What is asked
From the line with "Annotate the lamp post" down to the final line of the material below, quote every line exactly and leave out all lines before it.

Listed records
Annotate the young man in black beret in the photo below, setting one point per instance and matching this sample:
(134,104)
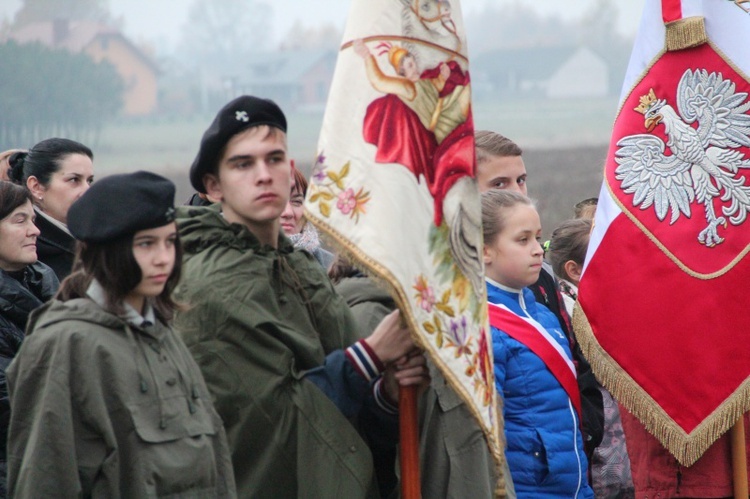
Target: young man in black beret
(275,343)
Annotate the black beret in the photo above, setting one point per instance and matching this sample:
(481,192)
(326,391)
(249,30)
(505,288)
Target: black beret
(120,205)
(242,113)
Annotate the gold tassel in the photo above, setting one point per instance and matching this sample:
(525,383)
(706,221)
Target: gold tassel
(686,33)
(686,448)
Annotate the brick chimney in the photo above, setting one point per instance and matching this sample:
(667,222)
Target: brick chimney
(60,31)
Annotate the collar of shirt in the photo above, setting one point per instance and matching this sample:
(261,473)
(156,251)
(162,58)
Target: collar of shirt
(53,221)
(130,315)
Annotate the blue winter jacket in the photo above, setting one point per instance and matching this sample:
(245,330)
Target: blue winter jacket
(545,449)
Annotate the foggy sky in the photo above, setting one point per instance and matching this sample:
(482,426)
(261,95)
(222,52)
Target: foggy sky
(161,21)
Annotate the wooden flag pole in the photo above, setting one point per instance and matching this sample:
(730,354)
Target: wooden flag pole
(739,459)
(409,443)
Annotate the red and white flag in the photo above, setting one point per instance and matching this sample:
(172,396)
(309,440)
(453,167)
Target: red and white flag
(393,182)
(662,313)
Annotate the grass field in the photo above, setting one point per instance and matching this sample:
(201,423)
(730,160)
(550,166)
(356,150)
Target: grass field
(564,146)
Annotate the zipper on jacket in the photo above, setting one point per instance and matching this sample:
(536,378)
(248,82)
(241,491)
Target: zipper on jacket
(575,446)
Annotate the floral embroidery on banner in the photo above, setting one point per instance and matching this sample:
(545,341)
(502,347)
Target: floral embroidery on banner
(329,190)
(448,330)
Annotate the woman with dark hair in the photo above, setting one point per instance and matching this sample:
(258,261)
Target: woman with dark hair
(302,233)
(57,172)
(106,399)
(25,284)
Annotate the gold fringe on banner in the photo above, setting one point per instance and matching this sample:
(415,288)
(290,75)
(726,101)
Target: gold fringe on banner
(685,447)
(686,33)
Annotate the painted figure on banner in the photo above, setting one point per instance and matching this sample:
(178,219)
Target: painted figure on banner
(393,186)
(424,123)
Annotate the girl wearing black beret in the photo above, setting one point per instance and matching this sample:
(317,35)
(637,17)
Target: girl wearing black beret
(106,399)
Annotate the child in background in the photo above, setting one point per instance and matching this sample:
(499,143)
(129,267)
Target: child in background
(610,466)
(534,372)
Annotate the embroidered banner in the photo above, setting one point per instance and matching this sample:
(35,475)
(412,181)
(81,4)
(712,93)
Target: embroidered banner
(660,313)
(393,182)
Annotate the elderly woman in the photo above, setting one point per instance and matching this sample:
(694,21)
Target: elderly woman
(25,284)
(57,172)
(302,234)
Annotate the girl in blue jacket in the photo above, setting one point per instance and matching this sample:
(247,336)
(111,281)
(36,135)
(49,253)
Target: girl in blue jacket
(534,372)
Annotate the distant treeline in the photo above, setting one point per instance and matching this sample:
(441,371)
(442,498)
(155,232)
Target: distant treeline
(46,93)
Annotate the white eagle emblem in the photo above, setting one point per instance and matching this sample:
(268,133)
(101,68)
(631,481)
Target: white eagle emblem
(704,160)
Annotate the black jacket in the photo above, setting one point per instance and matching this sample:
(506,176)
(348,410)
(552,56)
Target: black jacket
(55,247)
(20,293)
(546,292)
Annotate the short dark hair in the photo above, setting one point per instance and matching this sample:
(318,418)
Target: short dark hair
(114,266)
(11,197)
(491,144)
(213,169)
(44,159)
(569,241)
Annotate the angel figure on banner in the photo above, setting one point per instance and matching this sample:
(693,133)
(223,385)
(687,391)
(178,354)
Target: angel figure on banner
(424,123)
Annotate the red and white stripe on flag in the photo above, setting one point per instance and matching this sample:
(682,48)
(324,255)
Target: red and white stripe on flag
(392,184)
(662,314)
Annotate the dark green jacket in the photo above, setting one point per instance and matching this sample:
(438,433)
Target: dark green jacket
(104,409)
(455,461)
(258,320)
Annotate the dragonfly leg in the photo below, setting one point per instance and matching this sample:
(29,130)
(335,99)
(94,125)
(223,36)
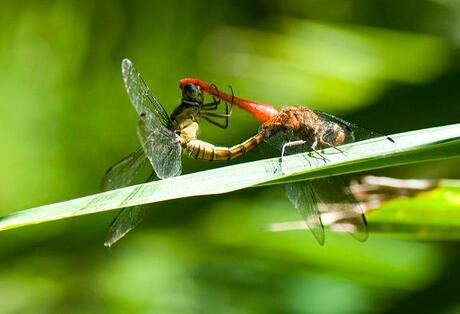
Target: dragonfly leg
(213,106)
(313,148)
(333,146)
(290,144)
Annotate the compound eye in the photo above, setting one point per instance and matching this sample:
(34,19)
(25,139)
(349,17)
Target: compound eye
(192,90)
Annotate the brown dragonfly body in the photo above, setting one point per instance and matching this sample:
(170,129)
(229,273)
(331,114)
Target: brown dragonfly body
(302,122)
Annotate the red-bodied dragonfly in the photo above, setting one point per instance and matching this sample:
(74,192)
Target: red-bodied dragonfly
(163,137)
(300,129)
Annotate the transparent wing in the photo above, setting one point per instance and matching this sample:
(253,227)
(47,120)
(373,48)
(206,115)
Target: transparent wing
(159,143)
(339,208)
(325,201)
(354,132)
(161,147)
(303,197)
(140,95)
(122,173)
(127,220)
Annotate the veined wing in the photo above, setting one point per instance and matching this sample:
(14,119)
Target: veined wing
(354,132)
(140,95)
(303,197)
(159,143)
(161,146)
(324,201)
(126,220)
(122,173)
(339,208)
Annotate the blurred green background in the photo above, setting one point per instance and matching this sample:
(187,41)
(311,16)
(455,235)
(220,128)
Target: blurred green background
(389,66)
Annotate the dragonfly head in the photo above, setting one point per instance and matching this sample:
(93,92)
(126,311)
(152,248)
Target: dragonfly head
(333,134)
(192,93)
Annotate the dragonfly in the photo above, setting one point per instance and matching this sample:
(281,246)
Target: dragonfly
(163,138)
(301,129)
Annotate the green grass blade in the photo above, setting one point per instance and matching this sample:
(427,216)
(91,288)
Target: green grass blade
(409,147)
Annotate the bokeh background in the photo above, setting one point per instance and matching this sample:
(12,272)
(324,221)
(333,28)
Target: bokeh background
(390,66)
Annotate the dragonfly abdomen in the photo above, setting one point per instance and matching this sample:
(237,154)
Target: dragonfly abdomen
(205,151)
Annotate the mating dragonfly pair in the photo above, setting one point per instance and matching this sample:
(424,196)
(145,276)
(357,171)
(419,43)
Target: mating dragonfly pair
(163,137)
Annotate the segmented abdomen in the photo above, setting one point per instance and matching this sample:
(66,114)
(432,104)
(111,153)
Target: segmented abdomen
(206,151)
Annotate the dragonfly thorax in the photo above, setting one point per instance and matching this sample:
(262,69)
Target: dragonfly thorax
(185,122)
(331,134)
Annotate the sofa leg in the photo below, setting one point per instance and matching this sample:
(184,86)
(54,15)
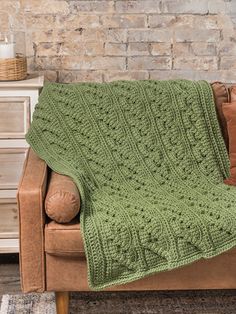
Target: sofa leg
(62,302)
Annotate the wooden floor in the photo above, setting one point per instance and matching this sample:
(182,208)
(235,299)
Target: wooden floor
(9,274)
(182,302)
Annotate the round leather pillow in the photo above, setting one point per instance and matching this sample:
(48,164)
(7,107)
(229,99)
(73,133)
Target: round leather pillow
(62,201)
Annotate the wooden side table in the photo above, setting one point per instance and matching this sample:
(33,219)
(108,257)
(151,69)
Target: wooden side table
(17,102)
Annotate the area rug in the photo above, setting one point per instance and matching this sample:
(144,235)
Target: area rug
(183,302)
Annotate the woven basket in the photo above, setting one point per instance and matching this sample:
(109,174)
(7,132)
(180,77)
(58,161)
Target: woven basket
(13,69)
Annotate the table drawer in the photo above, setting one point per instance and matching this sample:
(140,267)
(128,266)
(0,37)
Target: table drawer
(14,116)
(11,164)
(8,218)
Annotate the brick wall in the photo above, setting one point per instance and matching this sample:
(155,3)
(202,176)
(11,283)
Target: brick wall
(105,40)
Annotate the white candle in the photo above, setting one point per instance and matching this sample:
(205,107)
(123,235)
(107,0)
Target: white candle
(7,50)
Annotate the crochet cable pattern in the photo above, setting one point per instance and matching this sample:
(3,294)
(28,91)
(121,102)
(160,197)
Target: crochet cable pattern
(149,159)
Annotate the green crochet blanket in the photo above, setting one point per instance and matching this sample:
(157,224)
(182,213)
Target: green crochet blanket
(149,159)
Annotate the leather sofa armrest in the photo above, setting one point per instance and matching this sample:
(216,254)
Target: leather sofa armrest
(30,197)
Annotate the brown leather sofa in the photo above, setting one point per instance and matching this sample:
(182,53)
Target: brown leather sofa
(52,254)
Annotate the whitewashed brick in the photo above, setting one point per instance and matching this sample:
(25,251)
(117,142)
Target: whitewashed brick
(148,63)
(138,6)
(150,35)
(185,6)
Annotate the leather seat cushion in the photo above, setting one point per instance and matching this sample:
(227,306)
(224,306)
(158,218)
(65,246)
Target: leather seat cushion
(64,239)
(62,202)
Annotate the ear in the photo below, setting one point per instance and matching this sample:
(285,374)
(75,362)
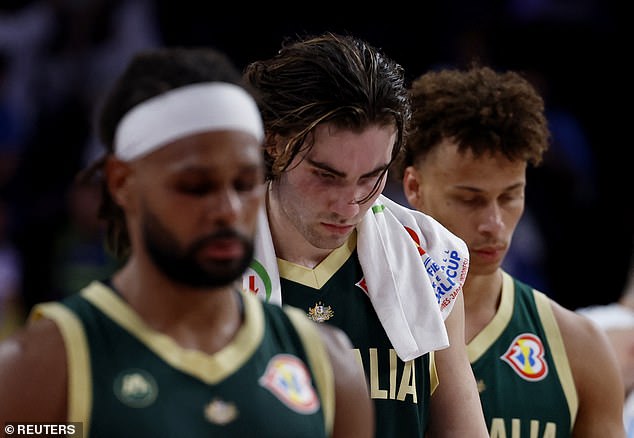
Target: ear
(118,174)
(271,145)
(411,187)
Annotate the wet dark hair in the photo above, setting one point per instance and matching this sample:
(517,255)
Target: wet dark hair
(149,74)
(338,79)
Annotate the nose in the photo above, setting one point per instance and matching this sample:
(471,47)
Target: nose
(225,205)
(345,202)
(491,221)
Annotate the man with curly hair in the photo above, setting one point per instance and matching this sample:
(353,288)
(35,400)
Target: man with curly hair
(542,370)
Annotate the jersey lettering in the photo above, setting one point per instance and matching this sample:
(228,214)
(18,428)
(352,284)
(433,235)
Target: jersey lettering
(498,429)
(402,377)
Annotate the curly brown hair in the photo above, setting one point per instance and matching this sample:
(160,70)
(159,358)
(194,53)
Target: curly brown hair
(481,110)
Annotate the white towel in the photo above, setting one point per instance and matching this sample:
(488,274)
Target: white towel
(412,286)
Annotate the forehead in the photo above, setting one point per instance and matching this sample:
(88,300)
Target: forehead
(340,144)
(446,163)
(218,149)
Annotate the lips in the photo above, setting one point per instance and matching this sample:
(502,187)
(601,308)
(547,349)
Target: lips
(339,229)
(223,249)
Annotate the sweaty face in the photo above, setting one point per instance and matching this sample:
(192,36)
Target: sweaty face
(479,199)
(197,207)
(316,202)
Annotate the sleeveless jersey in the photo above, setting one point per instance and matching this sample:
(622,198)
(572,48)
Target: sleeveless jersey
(520,364)
(335,293)
(127,380)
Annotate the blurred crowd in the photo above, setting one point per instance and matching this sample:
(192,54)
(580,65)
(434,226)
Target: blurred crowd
(58,56)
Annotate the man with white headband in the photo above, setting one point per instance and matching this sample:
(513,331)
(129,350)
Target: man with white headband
(171,345)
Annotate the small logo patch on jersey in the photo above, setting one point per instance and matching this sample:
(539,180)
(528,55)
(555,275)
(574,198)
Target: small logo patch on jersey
(320,313)
(220,412)
(135,388)
(525,355)
(288,379)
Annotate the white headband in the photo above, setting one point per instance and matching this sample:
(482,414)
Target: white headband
(186,111)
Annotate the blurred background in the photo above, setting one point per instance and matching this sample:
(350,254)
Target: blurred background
(58,57)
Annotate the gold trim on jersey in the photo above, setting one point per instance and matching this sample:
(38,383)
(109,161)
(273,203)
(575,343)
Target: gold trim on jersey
(320,274)
(319,362)
(79,396)
(433,373)
(558,352)
(209,368)
(483,340)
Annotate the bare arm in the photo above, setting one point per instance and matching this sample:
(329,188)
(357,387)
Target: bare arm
(33,375)
(354,410)
(455,409)
(596,374)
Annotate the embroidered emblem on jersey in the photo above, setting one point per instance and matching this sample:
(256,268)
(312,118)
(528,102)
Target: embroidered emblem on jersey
(220,412)
(135,388)
(257,281)
(320,313)
(525,355)
(363,285)
(288,379)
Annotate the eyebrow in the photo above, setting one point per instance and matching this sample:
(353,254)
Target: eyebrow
(328,168)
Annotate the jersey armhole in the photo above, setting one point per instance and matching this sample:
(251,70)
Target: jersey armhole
(554,339)
(78,360)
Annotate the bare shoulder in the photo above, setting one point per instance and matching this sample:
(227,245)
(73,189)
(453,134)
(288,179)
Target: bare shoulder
(579,333)
(596,375)
(33,374)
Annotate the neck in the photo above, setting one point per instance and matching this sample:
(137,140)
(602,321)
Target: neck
(185,314)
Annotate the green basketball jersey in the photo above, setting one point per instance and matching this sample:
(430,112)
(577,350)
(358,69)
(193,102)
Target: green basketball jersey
(522,370)
(335,293)
(127,380)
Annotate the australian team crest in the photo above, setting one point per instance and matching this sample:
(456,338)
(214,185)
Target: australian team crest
(320,313)
(525,355)
(220,412)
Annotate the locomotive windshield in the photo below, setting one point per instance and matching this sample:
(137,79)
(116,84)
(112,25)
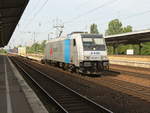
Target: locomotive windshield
(92,43)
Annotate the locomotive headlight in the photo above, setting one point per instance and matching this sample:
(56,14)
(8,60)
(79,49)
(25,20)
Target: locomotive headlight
(86,57)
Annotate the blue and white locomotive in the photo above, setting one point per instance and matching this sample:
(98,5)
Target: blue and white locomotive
(80,52)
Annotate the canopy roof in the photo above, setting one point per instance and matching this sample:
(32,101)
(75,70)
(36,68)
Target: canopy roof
(129,38)
(10,13)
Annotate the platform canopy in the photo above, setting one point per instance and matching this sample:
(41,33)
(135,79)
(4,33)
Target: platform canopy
(136,37)
(10,13)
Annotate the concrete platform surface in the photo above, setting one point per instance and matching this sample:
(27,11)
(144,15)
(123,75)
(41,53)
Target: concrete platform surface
(15,95)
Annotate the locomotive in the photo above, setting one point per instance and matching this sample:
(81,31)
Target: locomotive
(79,52)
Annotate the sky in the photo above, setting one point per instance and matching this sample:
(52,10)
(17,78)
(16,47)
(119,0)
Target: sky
(40,16)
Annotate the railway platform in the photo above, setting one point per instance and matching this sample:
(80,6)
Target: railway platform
(15,95)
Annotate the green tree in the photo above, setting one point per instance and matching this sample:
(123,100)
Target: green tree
(94,29)
(114,27)
(127,29)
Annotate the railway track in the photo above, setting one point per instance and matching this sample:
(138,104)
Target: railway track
(127,70)
(140,75)
(67,99)
(126,87)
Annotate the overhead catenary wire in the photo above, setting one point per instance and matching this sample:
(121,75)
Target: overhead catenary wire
(91,11)
(37,12)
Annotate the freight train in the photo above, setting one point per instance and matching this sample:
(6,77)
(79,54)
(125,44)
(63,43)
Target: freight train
(79,52)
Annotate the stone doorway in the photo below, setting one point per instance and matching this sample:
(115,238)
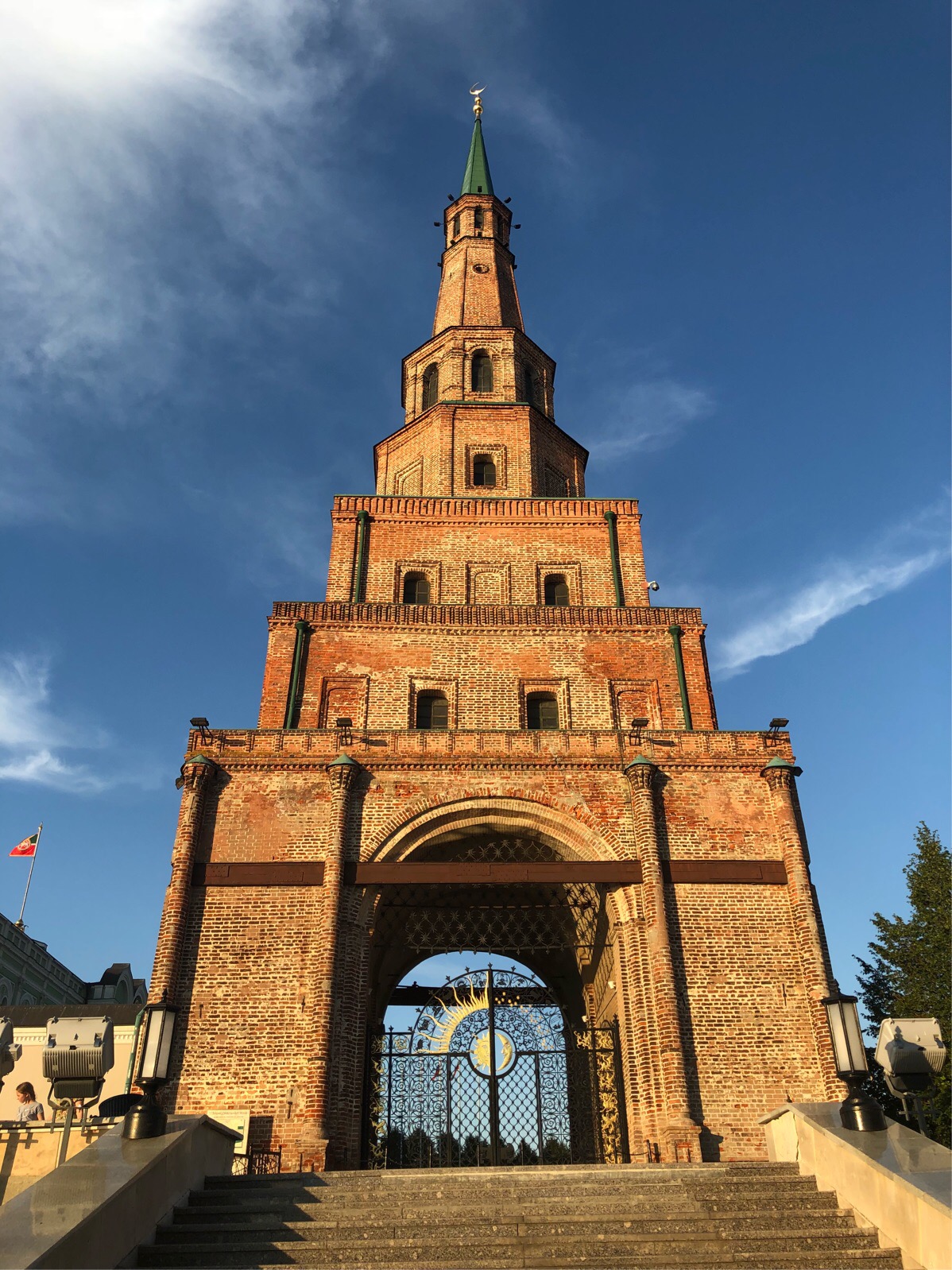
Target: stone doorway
(504,1066)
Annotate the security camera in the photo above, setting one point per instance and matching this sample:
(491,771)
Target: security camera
(9,1051)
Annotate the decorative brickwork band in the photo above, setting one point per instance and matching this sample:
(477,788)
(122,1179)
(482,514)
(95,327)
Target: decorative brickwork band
(342,775)
(675,633)
(292,713)
(674,1121)
(612,517)
(197,775)
(780,775)
(359,556)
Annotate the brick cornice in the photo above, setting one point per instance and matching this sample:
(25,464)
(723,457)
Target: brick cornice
(454,616)
(406,508)
(462,749)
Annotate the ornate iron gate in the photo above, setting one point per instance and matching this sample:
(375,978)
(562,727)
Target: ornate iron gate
(489,1074)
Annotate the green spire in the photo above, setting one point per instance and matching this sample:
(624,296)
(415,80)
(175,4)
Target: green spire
(478,180)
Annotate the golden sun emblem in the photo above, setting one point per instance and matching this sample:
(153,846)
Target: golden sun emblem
(451,1017)
(482,1055)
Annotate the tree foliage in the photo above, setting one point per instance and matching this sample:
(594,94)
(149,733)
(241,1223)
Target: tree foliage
(907,974)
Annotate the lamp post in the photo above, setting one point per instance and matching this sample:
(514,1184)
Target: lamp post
(148,1119)
(858,1110)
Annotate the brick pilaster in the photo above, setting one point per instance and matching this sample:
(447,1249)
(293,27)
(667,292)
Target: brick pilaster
(197,775)
(781,780)
(675,1123)
(327,989)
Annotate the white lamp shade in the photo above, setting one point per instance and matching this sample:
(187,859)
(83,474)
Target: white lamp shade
(157,1047)
(847,1036)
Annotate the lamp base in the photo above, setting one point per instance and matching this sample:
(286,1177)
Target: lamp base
(146,1121)
(860,1112)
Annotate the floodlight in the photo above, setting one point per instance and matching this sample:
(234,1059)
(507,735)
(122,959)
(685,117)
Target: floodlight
(911,1053)
(79,1051)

Task result
Annotate the lamp post in the photo above, setting one point per instance and matching this sample:
(514,1184)
Target: lamp post
(148,1119)
(858,1110)
Annotate the brick pilaster in the photo above, setting one point per instance and matching this sample:
(447,1249)
(293,27)
(667,292)
Target: brick pilaster
(197,775)
(781,780)
(675,1123)
(327,989)
Annotate the white lamp shade in the photo above, setting one point per instance and matching this sample:
(187,859)
(83,474)
Target: white lamp shade
(157,1047)
(847,1036)
Annotate the lamp base in the photo above, setting one point per instance and matching this sample:
(286,1177)
Target: lamp base
(146,1121)
(860,1112)
Annotate the floodlight in the photo above, setting one point per instance and matching this sample:
(234,1059)
(507,735)
(122,959)
(685,117)
Target: floodlight
(911,1053)
(79,1051)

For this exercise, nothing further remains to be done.